[Wybrany fragment]
——————
Pewnie, że możliwa. Moja mama jest moją przyjaciółką. Raz może zagalopowałam się, mówiąc jej o jednej rzeczy. Lecz ogólnie zwierzam się jej.
Moja mama jest właściwie moją przyjaciółką
Rozmawiamy właściwie o wszystkim, oprócz tematu "chłopaki" i "miłość" NOM
A tak to o wszystkimm o okresie, wizycie u ginekologa itp. <LOL>
Moim zdaniem można się z matka zaprzyjaźnić .. ale do tego jest dłuuga droga. Chyba że ktoś ma dobre podejście ..
mama moze byc przyjaciolka. jak mam jakis problem to mi zawsze pomoze. moze nie zrozumie niektorych spraw, ale rozumie to co najwazniejsze
Wg mnie nie może istnieć taka szczera przyjaźń. Większośc z Was pisze, że może istnieć ,ale oni nie posiadają takiej... Ja nigdy nie powiedziałabym mamie o nowo poznanym chłopaku itp. Wole sie wygadać do przyjaciółek bo ona mnie wyśmieje albpo powie coś w rodzaju " za młoda na miłość"
a ja będę baaardzo oryginalna i powiem, że jest możliwa. xDD
nie wiem, czy można mnie i moją mamę nazwać przyjaciółkami, bo dość często się kłócimy, krzyczymy na siebie, i jesteśmy siebie całkowitymi przeciwieństwami, ale jednak zawsze mogę jej o wszystkim powiedzieć, zwierzyć się, zapytać o radę, pochwalić czymś, itp.
zawsze mi pomoże, we wszystkim, jeśli tylko jest w stanie. ja też staram się jej w miarę możliwości pomagać.
i lubię z nią na zakupy jeździć. chociaż mamy całkiem odmienne gusta to jednak lubię.
albo ja jej czasami doradzam, według jej gustu, jeśli chce coś kupić.
i zawsze mi się uda ją na cuś namówić. :33
Mama jak najbardziej moze być nasza przyjaciółką.
Świadczy to wtedy o bardzo dużym zaufaniu do niej.
Ja osobiście mamę traktuję jednak jako mamę anie przyjaciółkę.
Nie potrafie jej sie zwierzyć z kazdego problemu.
Nie potrafie jej sie zwierzyć z kazdego problemu.
No właśnie, ja również.
Nie potrafiłabym jej powiedzieć że np podoba mi się pewien chłopak :/
Ale ja z moją mamą baaardzo się różnimy, jednak chyba przyjaciółkami nie jesteśmy.
Mama jak najbardziej moze być nasza przyjaciółką.
Świadczy to wtedy o bardzo dużym zaufaniu do niej.
Ja osobiście mamę traktuję jednak jako mamę anie przyjaciółkę.
Nie potrafie jej sie zwierzyć z kazdego problemu.
No właśnie...
I..
Nie potrafiłabym jej powiedzieć że np podoba mi się pewien chłopak :/
Pewnie że może być przyjaciólką , ale nie u mnie.
Czasem coś tam mamie się zwierzam , ale nie jak przyjaciólce , bo mama jest z innej epoki ^^.
——————
[Zadanie pisemne A] Odszukaj w rekordach wszystkie wiersze, w których występuje słowo „striped”, i przepisz je. Wielkość liter ma znaczenie.
Fragment i rekordy pochodzą z dwóch różnych źródeł.

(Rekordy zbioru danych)
——————
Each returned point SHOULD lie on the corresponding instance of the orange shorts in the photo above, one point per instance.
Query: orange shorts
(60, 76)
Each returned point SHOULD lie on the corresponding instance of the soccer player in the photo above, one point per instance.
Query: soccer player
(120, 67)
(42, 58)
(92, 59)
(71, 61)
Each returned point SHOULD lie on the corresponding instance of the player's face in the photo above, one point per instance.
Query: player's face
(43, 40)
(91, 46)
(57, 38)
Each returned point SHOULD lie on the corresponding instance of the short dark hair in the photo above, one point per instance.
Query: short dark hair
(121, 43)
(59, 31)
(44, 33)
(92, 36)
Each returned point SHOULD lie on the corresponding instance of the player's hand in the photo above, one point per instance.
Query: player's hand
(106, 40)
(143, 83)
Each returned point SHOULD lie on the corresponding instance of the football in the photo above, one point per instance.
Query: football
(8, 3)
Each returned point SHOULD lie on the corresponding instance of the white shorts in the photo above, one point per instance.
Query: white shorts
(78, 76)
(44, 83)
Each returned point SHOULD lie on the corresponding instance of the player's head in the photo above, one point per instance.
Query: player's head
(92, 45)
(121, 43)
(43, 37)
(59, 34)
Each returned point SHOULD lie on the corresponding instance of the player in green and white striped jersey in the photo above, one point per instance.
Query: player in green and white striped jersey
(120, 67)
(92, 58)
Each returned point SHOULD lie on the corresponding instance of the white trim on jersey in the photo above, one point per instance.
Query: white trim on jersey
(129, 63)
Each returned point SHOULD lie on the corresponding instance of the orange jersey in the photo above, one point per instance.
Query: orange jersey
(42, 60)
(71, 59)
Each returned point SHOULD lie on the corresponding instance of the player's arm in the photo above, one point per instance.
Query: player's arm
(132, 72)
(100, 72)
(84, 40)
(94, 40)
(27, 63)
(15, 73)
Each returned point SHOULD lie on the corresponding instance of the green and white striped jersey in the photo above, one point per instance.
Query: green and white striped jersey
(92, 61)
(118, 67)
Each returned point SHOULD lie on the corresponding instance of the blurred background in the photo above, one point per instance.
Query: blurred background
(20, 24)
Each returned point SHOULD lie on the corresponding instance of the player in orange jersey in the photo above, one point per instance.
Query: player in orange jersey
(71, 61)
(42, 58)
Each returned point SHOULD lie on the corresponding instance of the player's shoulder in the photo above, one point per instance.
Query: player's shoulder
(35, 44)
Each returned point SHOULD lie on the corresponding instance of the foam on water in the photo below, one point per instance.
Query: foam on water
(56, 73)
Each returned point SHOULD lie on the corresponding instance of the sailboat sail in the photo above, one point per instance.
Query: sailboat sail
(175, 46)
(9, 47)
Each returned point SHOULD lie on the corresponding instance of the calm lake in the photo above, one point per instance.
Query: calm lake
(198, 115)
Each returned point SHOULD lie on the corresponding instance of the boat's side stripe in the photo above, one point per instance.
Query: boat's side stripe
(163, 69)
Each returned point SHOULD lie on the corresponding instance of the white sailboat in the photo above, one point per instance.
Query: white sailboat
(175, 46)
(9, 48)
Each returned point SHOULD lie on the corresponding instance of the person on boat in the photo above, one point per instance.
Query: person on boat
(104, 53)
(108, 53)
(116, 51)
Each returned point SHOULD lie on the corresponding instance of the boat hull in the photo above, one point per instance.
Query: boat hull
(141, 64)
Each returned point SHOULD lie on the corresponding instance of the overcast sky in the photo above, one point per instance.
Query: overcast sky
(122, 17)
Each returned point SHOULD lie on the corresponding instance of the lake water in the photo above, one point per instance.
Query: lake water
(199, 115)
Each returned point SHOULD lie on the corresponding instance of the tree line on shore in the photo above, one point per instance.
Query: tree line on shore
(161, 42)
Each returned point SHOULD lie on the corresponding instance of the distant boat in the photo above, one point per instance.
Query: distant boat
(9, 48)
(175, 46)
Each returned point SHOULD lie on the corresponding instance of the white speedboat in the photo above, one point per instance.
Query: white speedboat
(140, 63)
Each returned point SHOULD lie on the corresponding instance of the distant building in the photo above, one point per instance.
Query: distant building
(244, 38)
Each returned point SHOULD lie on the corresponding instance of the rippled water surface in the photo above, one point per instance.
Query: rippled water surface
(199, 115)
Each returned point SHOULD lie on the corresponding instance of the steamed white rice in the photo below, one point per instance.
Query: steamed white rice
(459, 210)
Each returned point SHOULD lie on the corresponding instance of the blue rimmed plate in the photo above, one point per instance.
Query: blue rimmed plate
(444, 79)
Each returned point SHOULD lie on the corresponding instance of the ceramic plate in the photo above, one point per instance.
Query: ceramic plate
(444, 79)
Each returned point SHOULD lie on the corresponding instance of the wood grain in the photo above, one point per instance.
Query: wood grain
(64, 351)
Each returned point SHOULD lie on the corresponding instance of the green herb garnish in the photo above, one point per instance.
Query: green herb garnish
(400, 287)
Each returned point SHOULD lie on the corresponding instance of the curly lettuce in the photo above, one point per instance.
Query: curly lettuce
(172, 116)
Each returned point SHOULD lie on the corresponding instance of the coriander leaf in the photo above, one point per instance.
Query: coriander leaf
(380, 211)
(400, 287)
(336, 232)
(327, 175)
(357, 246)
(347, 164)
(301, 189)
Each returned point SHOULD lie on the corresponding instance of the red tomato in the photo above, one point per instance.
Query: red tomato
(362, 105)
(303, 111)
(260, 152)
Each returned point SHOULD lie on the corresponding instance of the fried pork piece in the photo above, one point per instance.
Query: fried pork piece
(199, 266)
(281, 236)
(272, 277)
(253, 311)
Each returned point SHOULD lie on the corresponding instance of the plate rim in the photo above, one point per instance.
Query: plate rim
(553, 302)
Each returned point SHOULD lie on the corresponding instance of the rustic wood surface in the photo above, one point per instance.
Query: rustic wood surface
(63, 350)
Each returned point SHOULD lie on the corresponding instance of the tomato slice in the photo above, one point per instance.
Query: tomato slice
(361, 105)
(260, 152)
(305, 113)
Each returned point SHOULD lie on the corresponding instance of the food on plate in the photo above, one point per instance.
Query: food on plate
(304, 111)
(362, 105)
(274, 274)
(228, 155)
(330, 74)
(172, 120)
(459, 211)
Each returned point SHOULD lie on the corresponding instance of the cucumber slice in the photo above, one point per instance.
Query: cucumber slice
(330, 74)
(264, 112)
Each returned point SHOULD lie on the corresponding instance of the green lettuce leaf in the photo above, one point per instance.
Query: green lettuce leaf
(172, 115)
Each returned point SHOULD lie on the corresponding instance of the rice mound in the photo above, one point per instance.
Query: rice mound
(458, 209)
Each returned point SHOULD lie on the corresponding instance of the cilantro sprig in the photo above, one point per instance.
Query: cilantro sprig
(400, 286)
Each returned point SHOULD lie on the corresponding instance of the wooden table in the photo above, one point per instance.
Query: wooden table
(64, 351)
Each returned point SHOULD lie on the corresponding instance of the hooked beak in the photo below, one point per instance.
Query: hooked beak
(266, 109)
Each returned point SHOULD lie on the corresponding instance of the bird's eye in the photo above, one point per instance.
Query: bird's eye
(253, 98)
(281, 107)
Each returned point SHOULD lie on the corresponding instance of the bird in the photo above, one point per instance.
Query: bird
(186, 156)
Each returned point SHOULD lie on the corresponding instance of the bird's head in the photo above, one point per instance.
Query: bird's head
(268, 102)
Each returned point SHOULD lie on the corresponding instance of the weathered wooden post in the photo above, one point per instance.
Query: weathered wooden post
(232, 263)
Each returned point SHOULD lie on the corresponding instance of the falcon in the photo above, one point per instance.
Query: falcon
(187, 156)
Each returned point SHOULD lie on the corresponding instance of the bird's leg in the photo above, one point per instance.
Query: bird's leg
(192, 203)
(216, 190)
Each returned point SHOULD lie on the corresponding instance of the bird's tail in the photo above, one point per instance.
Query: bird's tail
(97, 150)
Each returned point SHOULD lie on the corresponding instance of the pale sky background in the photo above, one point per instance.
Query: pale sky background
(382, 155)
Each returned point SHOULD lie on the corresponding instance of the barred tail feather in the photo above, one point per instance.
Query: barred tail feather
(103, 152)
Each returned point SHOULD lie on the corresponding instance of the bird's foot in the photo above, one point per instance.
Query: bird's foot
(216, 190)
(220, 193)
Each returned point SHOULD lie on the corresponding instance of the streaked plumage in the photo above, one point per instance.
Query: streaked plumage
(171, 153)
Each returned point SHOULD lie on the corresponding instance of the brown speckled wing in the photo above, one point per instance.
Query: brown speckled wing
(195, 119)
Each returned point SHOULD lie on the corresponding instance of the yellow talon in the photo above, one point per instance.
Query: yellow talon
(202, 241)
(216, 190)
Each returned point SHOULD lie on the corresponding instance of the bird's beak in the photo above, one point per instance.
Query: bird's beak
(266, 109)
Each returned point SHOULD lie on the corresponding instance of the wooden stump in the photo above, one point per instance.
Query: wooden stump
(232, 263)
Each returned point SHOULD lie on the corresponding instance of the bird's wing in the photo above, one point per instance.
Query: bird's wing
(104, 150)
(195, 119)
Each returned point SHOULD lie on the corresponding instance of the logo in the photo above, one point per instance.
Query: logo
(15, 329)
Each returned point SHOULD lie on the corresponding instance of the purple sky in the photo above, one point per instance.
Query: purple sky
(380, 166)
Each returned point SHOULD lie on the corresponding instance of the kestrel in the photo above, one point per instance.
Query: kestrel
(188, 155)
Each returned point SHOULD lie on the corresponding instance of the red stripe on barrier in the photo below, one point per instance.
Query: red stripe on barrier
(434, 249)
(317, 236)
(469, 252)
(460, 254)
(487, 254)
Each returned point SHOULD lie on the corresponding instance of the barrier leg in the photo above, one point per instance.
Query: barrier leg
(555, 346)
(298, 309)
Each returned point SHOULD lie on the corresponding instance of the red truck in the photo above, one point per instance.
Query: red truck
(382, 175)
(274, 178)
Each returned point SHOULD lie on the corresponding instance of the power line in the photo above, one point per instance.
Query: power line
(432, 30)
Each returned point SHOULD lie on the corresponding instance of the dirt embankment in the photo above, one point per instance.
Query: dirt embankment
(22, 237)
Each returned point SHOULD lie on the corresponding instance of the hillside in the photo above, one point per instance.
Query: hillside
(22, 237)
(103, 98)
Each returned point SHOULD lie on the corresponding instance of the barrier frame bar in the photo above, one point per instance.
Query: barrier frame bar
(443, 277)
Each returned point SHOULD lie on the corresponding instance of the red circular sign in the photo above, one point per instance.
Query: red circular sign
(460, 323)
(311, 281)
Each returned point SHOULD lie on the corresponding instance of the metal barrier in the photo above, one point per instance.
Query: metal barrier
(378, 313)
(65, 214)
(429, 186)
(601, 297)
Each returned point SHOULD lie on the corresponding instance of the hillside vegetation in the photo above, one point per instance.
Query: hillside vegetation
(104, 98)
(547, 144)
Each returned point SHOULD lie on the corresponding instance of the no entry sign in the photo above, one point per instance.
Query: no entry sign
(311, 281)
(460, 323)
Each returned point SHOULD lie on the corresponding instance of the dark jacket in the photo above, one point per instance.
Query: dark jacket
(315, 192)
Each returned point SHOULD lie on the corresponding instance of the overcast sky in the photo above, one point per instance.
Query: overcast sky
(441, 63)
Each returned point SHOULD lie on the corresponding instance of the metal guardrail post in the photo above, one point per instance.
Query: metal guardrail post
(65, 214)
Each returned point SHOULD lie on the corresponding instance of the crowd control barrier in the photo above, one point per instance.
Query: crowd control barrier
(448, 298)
——————
[Zadanie pisemne B] Jaki powód podaje ostatni wpis we fragmencie o przyjaźni z mamą, żeby nie zwierzać się mamie jak przyjaciółce?

[Rozwiązanie zadania A]
Each returned point SHOULD lie on the corresponding instance of the player in green and white striped jersey in the photo above, one point per instance.
Query: player in green and white striped jersey
Each returned point SHOULD lie on the corresponding instance of the green and white striped jersey in the photo above, one point per instance.
Query: green and white striped jersey

[Rozwiązanie zadania B] Mama jest z innej epoki.